Entries pointing to named objects:
□ □ □ □
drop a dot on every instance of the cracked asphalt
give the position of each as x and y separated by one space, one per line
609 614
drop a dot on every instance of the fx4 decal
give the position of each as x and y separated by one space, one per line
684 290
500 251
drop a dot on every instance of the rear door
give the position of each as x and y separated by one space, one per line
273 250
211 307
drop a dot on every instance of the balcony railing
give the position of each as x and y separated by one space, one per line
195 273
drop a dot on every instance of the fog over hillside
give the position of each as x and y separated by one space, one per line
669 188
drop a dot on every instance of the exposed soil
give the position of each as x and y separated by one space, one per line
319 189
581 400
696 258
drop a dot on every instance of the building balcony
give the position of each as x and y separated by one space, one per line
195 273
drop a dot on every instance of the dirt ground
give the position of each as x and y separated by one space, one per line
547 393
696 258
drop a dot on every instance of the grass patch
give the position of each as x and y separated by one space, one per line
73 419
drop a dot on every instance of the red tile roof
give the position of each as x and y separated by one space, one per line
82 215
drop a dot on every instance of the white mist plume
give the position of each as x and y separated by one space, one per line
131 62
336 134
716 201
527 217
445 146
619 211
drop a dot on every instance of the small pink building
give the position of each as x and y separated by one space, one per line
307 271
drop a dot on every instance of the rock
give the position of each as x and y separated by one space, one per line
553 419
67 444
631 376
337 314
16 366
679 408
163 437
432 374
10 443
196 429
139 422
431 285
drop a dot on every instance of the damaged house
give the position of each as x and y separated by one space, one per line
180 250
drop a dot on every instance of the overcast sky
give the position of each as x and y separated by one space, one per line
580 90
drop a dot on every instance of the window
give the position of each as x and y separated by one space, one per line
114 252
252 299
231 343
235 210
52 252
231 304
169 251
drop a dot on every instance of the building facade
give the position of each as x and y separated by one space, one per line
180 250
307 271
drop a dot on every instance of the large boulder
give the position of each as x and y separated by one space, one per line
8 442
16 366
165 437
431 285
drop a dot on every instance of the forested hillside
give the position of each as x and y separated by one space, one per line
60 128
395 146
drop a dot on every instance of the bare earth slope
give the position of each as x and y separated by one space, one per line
□ □ □ □
TO DO » Starting at the line containing "drop a dot on every instance of the forested" and ending at the last line of the entries, rewrite every line, requests included. Scale each coordinate in the answers by 2.25 and round it to a whole number, with halves rounded up.

THE SOLUTION »
drop a dot on every instance of the forested hillside
give the position of each as x and y separated by one space, one per line
135 288
889 329
drop a dot on every instance of the bare earth slope
give the position of each as x and y separated by one space, one per line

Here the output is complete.